# What this exercise asks
A. In the excerpt, which two Norton Guides were turned into sources for the notebook?
B. Write out the stretch of the excerpt from "I can't vouch" through "like the result.".
C. Translate this sentence from the excerpt into Spanish: "So far it seems to be working a treat."

# Excerpt provided
▽

So far it seems to be working a treat.

Here I grabbed the guide to assembly language Norton Guide, and the DOS interrupts Norton Guide, turned them into sources, created a notebook and let it do its thing.
I can't vouch for how valid the answer to my question is -- it's a long time since I wrote any 8086 assembler code and it's a moment since I last had to dig into DOS interrupts and the like -- but I like the result.
Probably the biggest issue I see at the moment is with the code examples: it seems to have a habit of adding some sort of citation marker that links to nowhere when it's emitting code. I think this is down to the instructions I've given it in the source I output, at least that's what it's suggesting when I ask it:
Me: What are all the numbers in square brackets for?
NotebookLM: The numbers in square brackets are passage indices used to cite which specific part of the sources supports each statement [Instruction]. Within the source files themselves, these markers identify distinct entries or sections within the Norton Guide databases.

△

# Data entries
▽

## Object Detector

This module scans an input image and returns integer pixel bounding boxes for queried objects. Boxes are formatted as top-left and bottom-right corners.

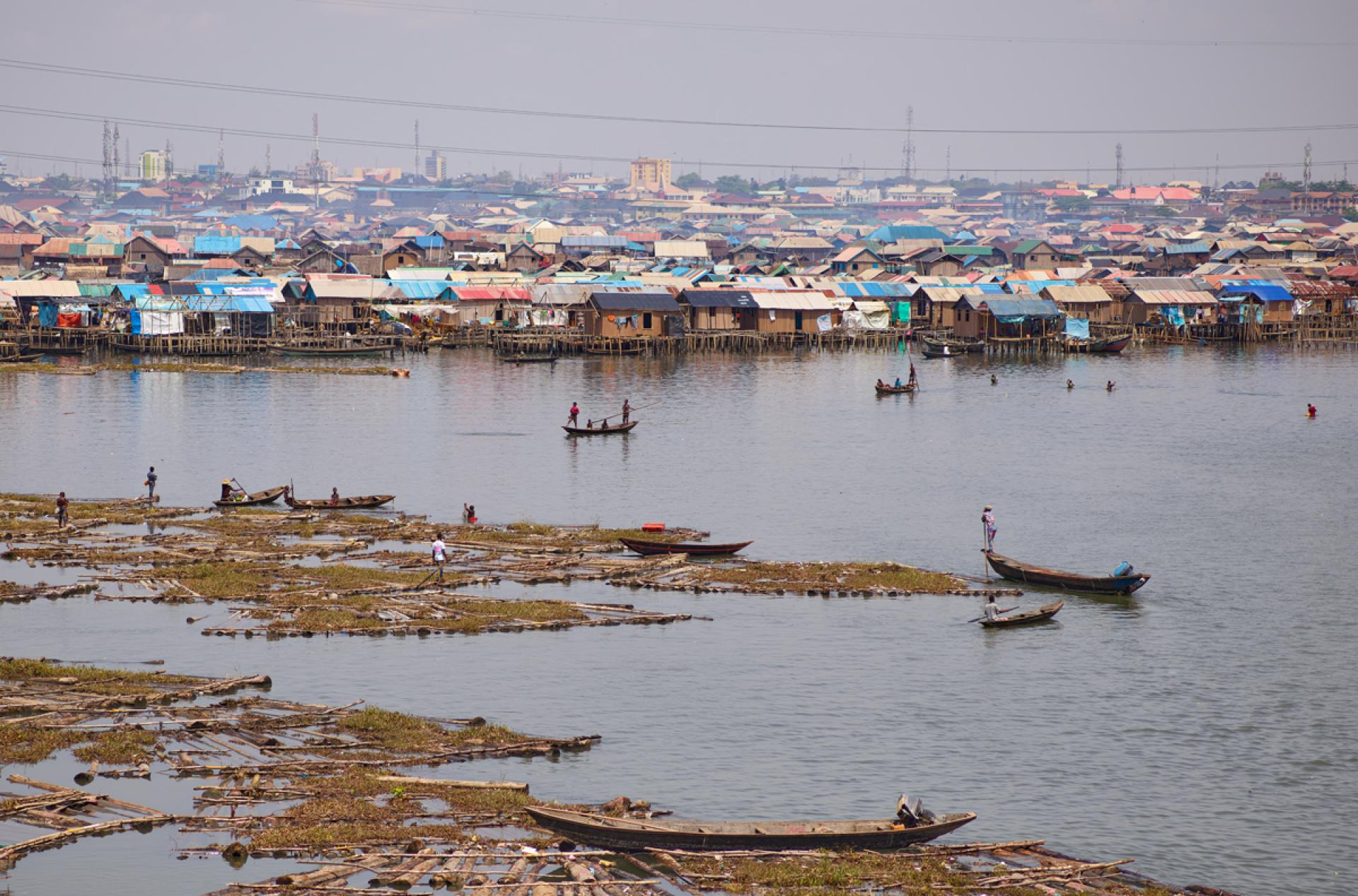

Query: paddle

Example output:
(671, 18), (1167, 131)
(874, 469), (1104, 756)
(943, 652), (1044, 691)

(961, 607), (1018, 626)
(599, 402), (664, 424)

△
▽

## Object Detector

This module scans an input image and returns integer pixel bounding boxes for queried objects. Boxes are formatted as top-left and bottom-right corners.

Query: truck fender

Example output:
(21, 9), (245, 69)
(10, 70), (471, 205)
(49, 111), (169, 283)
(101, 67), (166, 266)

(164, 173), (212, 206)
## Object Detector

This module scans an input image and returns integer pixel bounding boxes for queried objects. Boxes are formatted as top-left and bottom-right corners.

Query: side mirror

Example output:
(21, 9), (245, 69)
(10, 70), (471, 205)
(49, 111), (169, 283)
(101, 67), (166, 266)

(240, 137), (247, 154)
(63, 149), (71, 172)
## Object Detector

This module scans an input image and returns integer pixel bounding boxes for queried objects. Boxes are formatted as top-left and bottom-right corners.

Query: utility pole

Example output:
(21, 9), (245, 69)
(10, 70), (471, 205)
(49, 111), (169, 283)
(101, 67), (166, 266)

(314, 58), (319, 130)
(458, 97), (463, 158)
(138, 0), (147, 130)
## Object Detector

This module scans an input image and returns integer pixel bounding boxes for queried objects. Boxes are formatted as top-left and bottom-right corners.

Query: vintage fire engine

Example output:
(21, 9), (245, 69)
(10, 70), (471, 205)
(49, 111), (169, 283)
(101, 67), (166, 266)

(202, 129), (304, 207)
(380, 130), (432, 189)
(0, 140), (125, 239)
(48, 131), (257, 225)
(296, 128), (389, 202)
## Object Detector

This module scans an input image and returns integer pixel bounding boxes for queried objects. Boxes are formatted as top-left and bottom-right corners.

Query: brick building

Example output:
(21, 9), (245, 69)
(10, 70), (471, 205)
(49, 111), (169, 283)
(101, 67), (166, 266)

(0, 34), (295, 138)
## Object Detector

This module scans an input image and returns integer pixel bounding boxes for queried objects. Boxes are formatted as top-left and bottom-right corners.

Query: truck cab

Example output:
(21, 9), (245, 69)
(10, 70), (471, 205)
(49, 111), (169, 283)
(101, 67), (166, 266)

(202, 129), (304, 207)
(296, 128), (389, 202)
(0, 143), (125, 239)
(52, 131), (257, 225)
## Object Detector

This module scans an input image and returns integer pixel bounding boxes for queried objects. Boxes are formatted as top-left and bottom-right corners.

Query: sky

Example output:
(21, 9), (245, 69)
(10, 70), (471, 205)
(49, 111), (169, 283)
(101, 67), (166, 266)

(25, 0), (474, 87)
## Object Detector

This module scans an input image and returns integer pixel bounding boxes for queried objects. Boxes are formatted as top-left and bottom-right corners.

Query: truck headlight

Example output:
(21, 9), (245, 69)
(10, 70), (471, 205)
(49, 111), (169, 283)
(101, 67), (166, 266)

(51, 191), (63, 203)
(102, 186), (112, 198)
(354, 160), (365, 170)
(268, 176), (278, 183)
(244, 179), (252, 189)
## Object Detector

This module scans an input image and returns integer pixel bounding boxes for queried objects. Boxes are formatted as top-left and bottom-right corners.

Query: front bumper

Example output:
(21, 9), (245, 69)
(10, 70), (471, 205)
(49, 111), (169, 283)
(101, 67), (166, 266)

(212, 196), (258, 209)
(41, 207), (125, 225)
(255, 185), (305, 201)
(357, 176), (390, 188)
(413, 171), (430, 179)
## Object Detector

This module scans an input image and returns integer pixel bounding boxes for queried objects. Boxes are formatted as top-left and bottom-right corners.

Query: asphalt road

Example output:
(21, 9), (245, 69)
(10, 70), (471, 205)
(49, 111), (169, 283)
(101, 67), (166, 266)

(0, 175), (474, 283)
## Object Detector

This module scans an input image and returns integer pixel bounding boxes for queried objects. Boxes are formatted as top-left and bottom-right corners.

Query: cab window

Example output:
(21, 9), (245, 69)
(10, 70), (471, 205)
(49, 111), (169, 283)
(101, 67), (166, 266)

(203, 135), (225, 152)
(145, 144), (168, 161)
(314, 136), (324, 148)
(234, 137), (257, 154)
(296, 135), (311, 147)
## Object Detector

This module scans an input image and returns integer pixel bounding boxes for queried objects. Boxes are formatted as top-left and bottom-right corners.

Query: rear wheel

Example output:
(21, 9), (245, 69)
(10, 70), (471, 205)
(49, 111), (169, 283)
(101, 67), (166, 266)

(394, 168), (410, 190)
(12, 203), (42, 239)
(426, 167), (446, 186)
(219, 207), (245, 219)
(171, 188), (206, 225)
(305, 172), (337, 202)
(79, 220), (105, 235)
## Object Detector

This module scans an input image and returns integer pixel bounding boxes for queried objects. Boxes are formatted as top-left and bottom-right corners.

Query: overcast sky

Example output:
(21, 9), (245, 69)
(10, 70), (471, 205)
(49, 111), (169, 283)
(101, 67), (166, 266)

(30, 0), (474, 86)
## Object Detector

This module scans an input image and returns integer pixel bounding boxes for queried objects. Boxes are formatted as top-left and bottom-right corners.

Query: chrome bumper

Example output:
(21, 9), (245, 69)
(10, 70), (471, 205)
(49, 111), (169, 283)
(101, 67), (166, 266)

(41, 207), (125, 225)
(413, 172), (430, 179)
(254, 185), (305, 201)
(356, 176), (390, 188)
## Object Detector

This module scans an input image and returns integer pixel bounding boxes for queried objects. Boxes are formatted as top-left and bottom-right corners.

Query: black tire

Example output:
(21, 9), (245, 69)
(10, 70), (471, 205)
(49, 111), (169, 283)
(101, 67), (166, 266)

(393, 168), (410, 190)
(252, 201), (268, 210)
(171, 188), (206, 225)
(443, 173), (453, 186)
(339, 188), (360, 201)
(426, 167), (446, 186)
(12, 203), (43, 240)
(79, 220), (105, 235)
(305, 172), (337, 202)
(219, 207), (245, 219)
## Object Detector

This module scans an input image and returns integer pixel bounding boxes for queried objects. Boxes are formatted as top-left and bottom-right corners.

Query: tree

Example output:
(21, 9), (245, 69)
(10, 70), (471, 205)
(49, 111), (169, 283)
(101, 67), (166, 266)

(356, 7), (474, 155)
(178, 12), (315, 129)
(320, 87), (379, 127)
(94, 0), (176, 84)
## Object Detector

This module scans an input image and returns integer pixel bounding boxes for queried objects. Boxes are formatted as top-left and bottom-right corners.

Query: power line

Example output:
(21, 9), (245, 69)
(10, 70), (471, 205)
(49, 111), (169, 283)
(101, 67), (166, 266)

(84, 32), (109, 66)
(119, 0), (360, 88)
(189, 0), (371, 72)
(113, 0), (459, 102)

△

# The answers
A. The guide to assembly language and the DOS interrupts guide.

B.
I can't vouch for how valid the answer to my question is -- it's a long time since I wrote any 8086 assembler code and it's a moment since I last had to dig into DOS interrupts and the like -- but I like the result.

C. Hasta ahora parece estar funcionando de maravilla.